▶ _Written task_
Write the next part of the post criticizing the North American English dialect map, picking up after its last sentence.
** Start of Given text **
Archive for the 'Isoline' Category


An Unintelligible Language

Gentle readers, our first map of the new year is one that I am finally getting to eleven months after it was brought to my attention by a reader, Matthew. It concerns a favorite subject of mine, American English dialects, and was produced by hobbyist Richard Aschmann.

Click to visit Mr. Aschmann's page on North American English dialects.

The style of this work will be familiar to those with an interest in language mapping, with boundary lines delineating different pronunciations and vocabularies. Here’s another one from the Telsur Project at the University of Pennsylvania:

Click to visit Telsur project page

While Mr. Aschmann’s work is of a conventional type, it is also by far the most complex I’ve ever seen, and therein we find the problem. There is simply too much going on in this one map to be comprehensible.

One of the primary things a map reader is going to want to do is look for spatial patterns. After all, this is quite probably the entire point of having a thematic map — showing a relationship between what happens and where it happens. If you there isn’t one, then you might as make a table, instead. Now, in the case of Mr. Aschmann’s map, there’s certainly a connection between where people live and the sorts of speech patterns that come up. The problem here, though, is that this pattern is nearly impossible to discern.

To be able to see how dialects change over space requires that you look at a certain region, determine its characteristics, then look at a second region and do the same, then a third, and so on, comparing them all along the way. Your eyes sweep across the map, and each time you take a quick read and compare with what you’ve already seen. But this only works if that read can indeed be quick. With Mr. Aschmann’s map, figuring out what’s going on in any one location is a significant chore. There are so many possible symbol types, sorting through the legend is a challenge. Just figuring out which set of lines your target area falls within can be difficult, given how many layers crop up. Even if a reader is interested only in looking up data on a single place, and not making comparisons or seeing patterns, the density makes it nearly too much trouble to be worth checking. Once you’ve successfully figured out what’s going on with one region, you can move on to the next region to compare. But by the time you’ve waded through the decoding process a second time, you’ve already forgotten what the first region means. Comparison, and therefore pattern recognition, is nearly impossible, because your brain simply can’t hold that much complexity at a time or absorb it fast enough.
** End of Given text **
** Start of Supplied records **
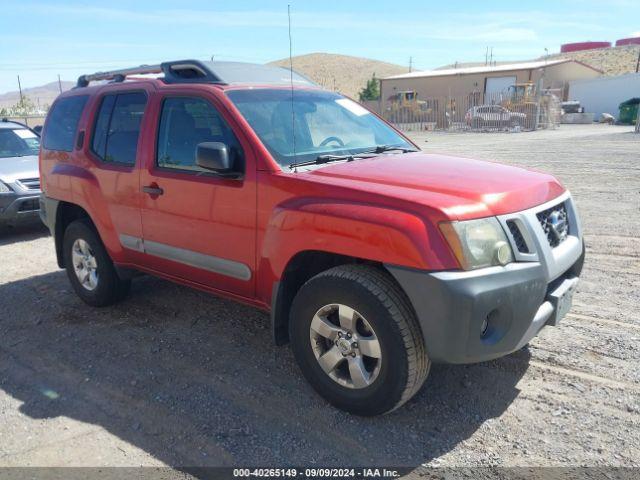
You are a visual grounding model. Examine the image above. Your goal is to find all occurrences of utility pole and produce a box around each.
[18,75,23,105]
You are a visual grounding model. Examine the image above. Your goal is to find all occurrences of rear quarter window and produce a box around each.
[42,95,89,152]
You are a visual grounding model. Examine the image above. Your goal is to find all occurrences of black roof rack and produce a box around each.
[76,60,317,88]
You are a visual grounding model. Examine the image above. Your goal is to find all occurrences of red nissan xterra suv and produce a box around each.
[40,60,584,415]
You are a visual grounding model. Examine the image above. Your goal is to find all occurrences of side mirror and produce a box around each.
[196,142,233,174]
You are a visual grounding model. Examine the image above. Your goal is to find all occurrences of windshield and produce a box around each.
[227,89,415,167]
[0,128,40,158]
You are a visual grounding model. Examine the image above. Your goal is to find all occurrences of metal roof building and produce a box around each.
[381,59,602,101]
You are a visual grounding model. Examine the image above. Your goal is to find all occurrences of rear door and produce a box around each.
[141,87,256,297]
[81,86,152,263]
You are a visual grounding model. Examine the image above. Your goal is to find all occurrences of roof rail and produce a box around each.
[76,60,318,88]
[76,60,224,87]
[76,65,162,87]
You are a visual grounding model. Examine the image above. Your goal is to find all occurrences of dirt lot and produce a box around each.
[0,126,640,469]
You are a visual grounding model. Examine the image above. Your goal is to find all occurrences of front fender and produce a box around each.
[258,199,457,299]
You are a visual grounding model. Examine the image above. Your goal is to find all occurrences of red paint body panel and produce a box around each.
[40,80,564,309]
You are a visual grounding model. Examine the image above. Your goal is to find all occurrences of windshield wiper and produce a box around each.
[362,145,418,153]
[289,145,418,169]
[289,152,373,169]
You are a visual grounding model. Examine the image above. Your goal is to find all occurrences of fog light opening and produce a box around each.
[480,316,489,338]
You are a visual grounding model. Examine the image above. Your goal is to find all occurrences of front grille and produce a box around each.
[507,220,529,253]
[18,198,40,212]
[537,202,569,248]
[18,178,40,190]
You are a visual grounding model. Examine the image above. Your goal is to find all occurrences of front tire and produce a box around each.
[289,265,430,416]
[62,220,131,307]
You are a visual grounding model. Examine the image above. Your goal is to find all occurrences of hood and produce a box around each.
[0,155,40,183]
[306,152,564,220]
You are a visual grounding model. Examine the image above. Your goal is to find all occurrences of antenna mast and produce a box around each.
[287,5,296,171]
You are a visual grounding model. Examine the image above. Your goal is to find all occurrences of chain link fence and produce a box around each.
[367,91,561,132]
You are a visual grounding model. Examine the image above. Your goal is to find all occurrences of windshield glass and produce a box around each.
[0,128,40,158]
[227,89,415,167]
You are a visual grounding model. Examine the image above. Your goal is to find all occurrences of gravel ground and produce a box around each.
[0,126,640,473]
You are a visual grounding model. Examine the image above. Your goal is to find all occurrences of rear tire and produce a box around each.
[289,265,430,416]
[62,220,131,307]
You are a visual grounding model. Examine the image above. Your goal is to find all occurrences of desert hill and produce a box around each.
[0,82,75,108]
[269,53,409,100]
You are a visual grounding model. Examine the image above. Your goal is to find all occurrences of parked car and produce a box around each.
[40,60,584,415]
[0,119,40,226]
[464,105,527,128]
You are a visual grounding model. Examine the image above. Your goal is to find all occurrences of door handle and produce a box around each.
[142,183,164,197]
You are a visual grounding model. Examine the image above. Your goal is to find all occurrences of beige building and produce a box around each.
[380,59,602,102]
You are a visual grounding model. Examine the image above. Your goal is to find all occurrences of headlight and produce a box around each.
[0,182,13,193]
[440,217,513,270]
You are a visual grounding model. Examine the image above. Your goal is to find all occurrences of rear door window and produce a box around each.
[91,92,147,165]
[42,95,89,152]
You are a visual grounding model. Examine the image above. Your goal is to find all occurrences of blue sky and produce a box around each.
[0,0,640,92]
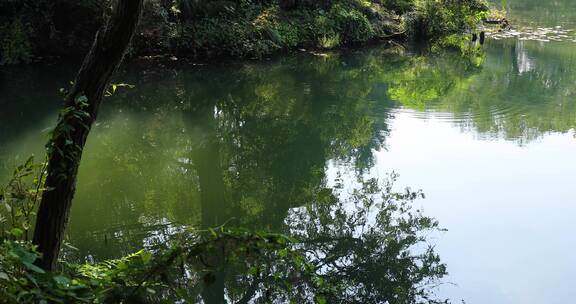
** End of Supplied records **
▶ _Answer to this task_
Compare this with a simpler map of rainfall, below. Here, it’s easy for you to quickly spot the distribution. The color pattern is simple, and you need only look for one data set, instead of twenty. There are a couple of other reasons that this map is a bit simpler to read, as well, having to do with the symbology type, but the great majority of the difference is simply in complexity.

Grabbed from Wikimedia Commons

I understand well the urge to include multiple data sets on a map, and longtime readers may recall seeing an overly complex, multivariate map of my own on this site. The more complexity you can show, the richer the story and the more versatile the product. The map quickly begins to be more than the sum of its parts. Putting two thematic layers on a map gives you three data sets — one each for the layers, plus allowing you to visualize the relationship between the two layers. One plus one equals three. But all of this is worthless if it becomes so complex as to be unclear. A map with one clear data set is worth more than a map with fifteen data sets you can’t read. Good mapmaking is about making space intelligible — otherwise, why make a map?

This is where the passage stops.